* [TEXT PASSAGE]:
╔══

MLS 30 - Chicago Fire

EDITOR'S NOTE: In celebration of Major League Soccer's 30th season, MLSsoccer.com is exploring untold stories about all 30 clubs. "30 Clubs, 30 Stories" will be unveiled throughout 2025.

When Mauricio Pineda was young, his soccer-obsessed father would take his kids anywhere he could find in Chicagoland to get the ball at their feet.

“He would take us to the park or wherever he could find space for us to play. He’d be training us there,” Pineda remembers.

The dedication paid off. Mauricio is currently a midfielder for Chicago Fire FC. His older brother Victor played for the team in the 2010s after signing as the first-ever homegrown player in the club’s history. But both look at their younger brother, current Fire academy player Oscar, and have to laugh. He doesn’t know how good he has it.

“It’s funny to see my younger brother training here in this training facility now because I could only imagine being an academy player and showing up to this facility,” Mauricio said.

╚══

* [SUPPLIED MATERIAL]:
╔══

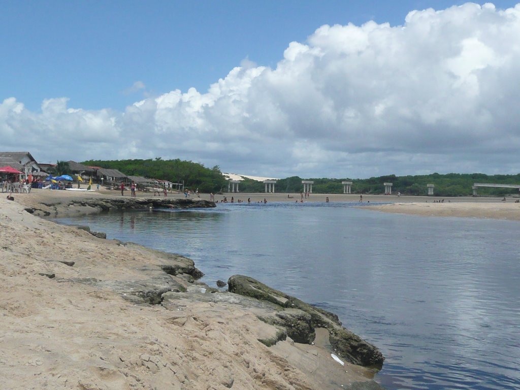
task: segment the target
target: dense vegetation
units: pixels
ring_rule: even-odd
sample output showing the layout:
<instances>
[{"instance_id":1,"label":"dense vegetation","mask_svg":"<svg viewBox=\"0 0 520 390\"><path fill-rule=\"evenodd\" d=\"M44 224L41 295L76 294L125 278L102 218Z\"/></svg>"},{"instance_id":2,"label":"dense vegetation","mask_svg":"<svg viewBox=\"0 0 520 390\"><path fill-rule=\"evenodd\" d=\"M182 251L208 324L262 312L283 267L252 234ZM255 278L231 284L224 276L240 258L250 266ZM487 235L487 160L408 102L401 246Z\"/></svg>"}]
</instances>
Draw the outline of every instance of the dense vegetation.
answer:
<instances>
[{"instance_id":1,"label":"dense vegetation","mask_svg":"<svg viewBox=\"0 0 520 390\"><path fill-rule=\"evenodd\" d=\"M118 161L90 160L82 163L87 165L96 165L103 168L116 169L126 175L141 176L167 180L173 183L184 183L185 187L198 188L203 192L226 192L228 181L222 176L220 168L215 166L212 168L192 161L176 160L124 160ZM474 183L496 183L520 185L520 174L517 175L492 175L482 173L449 173L431 175L396 176L395 175L371 177L368 179L330 179L327 178L305 178L292 176L280 179L275 185L277 192L297 194L303 190L302 180L311 180L313 192L315 193L343 193L342 181L352 181L353 193L382 194L384 183L393 184L392 193L400 192L403 195L426 195L427 184L435 185L434 193L440 197L471 196ZM263 192L265 185L251 179L245 179L239 185L241 192ZM514 188L479 188L478 194L503 196L517 194Z\"/></svg>"},{"instance_id":2,"label":"dense vegetation","mask_svg":"<svg viewBox=\"0 0 520 390\"><path fill-rule=\"evenodd\" d=\"M201 192L227 191L228 182L218 166L206 168L192 161L163 160L89 160L82 164L115 169L125 175L183 183L185 188L198 188Z\"/></svg>"},{"instance_id":3,"label":"dense vegetation","mask_svg":"<svg viewBox=\"0 0 520 390\"><path fill-rule=\"evenodd\" d=\"M368 179L330 179L327 178L303 178L292 176L278 180L275 185L277 192L300 193L303 190L302 180L314 181L313 192L314 193L343 193L342 181L352 181L353 193L382 194L384 192L384 183L393 184L392 193L400 192L403 195L426 195L428 193L426 185L435 185L434 193L440 197L471 196L472 187L474 183L493 183L520 185L520 174L488 175L482 173L450 173L440 175L396 176L395 175L371 177ZM263 183L250 179L245 179L240 184L241 192L263 192ZM479 188L479 195L503 196L516 194L518 191L514 188Z\"/></svg>"}]
</instances>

╚══

* [SET OF TASKS]:
• a. Rewrite the Chicago Fire passage from "EDITOR'S NOTE: In" to "at their feet.", putting "the Chicago area" in place of "Chicagoland".
• b. Answer these questions using the Chicago Fire passage:
(i) Which season of Major League Soccer does the series celebrate?
(ii) What position does Mauricio Pineda play for Chicago Fire FC?
(iii) Who signed as the first-ever homegrown player in the club's history?
• c. Continue the Chicago Fire passage, starting after its last sentence.

* [RESULTS IN ORDER]:
• a.
EDITOR'S NOTE: In celebration of Major League Soccer's 30th season, MLSsoccer.com is exploring untold stories about all 30 clubs. "30 Clubs, 30 Stories" will be unveiled throughout 2025.

When Mauricio Pineda was young, his soccer-obsessed father would take his kids anywhere he could find in the Chicago area to get the ball at their feet.

• b.
(i) Its 30th season.
(ii) Midfielder.
(iii) Victor Pineda, his older brother.

• c.
Mauricio and Oscar now train at the Endeavor Health Performance Center, the Fire’s new training complex that opened in Chicago in March. The facility provides everything clubs want to get an edge on the competition in 2025. It features five full-size fields, a fitness center, lounges, dining areas where players can eat breakfast or have a snack together, classrooms for academy players, a film room, cryotherapy and plenty more to help players improve or unwind.

Beyond the amenities, it represents the club’s ambition: The desire to connect with the city, giving Chicago a team to proudly call its own.

“It’s a place players actually want to be at. You come to training and want to stay here. They really make this our second home and a place we want to be and get better,” Pineda said. “It helps it has a view of the Chicago skyline. You see that every day and really grasp what you’re playing for … the beautiful city we represent every time we put the jersey on.”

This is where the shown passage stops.